**OBJECTIVE:** Write the rows below as a JSON list of strings, one string per line and no blank lines, covering only the section that begins with the line containing "In the photo above, where can the white house" and ends with the line containing "column 496, row 441", both included.

**PROVIDED INFORMATION:**

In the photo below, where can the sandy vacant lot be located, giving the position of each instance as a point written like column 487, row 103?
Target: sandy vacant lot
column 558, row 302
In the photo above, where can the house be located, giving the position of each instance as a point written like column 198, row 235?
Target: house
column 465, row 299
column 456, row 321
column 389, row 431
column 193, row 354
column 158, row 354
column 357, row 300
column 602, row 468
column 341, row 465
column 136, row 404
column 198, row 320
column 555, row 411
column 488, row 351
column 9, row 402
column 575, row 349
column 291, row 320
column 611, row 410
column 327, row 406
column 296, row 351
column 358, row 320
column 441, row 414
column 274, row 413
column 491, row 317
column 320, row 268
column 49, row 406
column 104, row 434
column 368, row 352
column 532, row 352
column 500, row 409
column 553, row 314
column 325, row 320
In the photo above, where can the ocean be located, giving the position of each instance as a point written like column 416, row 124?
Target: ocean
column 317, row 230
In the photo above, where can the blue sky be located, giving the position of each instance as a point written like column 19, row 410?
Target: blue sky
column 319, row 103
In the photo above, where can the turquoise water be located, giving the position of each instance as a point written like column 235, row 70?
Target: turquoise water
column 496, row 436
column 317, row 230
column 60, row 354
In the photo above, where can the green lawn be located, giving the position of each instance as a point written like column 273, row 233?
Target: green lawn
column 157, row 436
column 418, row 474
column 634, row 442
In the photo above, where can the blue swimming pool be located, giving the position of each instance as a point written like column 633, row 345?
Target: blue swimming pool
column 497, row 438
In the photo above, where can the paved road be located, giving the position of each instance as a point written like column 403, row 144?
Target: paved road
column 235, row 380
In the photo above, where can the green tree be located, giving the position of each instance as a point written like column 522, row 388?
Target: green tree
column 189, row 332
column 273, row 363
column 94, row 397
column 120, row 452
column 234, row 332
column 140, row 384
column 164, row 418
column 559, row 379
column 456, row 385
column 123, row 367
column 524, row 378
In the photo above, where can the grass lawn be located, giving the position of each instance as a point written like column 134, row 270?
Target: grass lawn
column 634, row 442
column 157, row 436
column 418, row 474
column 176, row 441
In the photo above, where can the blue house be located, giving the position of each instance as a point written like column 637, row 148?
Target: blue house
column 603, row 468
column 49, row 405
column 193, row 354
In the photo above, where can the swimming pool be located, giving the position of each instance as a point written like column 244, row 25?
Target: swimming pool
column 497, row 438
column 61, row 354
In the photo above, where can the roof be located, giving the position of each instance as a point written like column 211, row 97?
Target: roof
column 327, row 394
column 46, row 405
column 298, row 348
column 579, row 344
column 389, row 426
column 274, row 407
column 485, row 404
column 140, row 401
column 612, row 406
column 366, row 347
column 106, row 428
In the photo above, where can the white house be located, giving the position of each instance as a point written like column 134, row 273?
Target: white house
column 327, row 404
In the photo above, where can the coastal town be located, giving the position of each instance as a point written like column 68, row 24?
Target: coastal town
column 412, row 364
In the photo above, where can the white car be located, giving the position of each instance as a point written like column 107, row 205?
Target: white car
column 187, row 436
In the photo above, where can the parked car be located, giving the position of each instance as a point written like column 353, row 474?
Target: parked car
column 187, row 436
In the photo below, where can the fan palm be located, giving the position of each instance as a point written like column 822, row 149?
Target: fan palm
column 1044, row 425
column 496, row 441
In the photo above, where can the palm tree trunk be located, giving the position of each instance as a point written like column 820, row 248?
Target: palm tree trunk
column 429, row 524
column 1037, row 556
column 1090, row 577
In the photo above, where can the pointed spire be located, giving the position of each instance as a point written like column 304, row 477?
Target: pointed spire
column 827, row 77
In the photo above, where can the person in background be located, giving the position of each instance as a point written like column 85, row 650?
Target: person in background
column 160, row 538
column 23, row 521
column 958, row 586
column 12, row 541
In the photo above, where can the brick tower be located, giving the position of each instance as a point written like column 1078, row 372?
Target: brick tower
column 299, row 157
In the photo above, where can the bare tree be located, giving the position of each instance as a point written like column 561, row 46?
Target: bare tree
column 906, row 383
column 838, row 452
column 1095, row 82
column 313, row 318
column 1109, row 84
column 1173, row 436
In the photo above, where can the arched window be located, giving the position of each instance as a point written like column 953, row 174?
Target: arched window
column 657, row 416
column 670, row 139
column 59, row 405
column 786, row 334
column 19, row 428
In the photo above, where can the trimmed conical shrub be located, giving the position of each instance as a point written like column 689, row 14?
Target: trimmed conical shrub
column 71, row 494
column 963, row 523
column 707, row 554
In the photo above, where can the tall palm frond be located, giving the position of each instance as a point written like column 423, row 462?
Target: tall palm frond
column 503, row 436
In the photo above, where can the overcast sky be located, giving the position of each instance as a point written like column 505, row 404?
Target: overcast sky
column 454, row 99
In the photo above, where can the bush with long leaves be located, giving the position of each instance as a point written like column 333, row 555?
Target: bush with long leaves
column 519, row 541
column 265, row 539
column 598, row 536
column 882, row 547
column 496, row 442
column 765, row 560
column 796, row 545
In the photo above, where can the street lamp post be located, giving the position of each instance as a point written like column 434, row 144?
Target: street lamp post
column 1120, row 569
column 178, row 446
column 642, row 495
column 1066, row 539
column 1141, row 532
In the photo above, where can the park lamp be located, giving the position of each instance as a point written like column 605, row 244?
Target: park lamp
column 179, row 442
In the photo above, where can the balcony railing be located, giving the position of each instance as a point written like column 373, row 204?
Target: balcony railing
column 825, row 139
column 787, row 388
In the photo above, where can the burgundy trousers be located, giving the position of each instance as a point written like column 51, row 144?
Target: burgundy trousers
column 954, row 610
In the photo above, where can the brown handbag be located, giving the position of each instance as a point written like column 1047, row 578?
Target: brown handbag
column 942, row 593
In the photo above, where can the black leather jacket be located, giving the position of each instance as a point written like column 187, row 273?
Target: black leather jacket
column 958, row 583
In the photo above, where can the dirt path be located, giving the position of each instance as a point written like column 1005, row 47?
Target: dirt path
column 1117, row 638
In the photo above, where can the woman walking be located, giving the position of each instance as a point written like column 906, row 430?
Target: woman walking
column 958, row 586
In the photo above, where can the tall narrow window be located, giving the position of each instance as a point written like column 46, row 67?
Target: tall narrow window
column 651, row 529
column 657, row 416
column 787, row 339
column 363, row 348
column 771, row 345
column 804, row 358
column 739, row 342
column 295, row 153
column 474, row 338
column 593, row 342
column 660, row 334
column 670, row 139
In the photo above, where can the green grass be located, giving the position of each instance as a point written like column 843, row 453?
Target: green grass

**PROBLEM SOLUTION:**
[
  "In the photo above, where can the white house be located, giving the position of each instance as a point written like column 134, row 273?",
  "Target: white house",
  "column 327, row 404",
  "In the photo above, where can the coastal town be located, giving the position of each instance as a point written like column 68, row 24?",
  "Target: coastal town",
  "column 412, row 364",
  "In the photo above, where can the white car be located, giving the position of each instance as a point written like column 107, row 205?",
  "Target: white car",
  "column 187, row 436",
  "In the photo above, where can the parked car be located, giving the position of each instance as a point written like column 353, row 474?",
  "Target: parked car",
  "column 187, row 436",
  "In the photo below, where can the fan palm be located, giving the position of each instance as a point written like column 822, row 149?",
  "Target: fan palm",
  "column 1044, row 425",
  "column 496, row 441"
]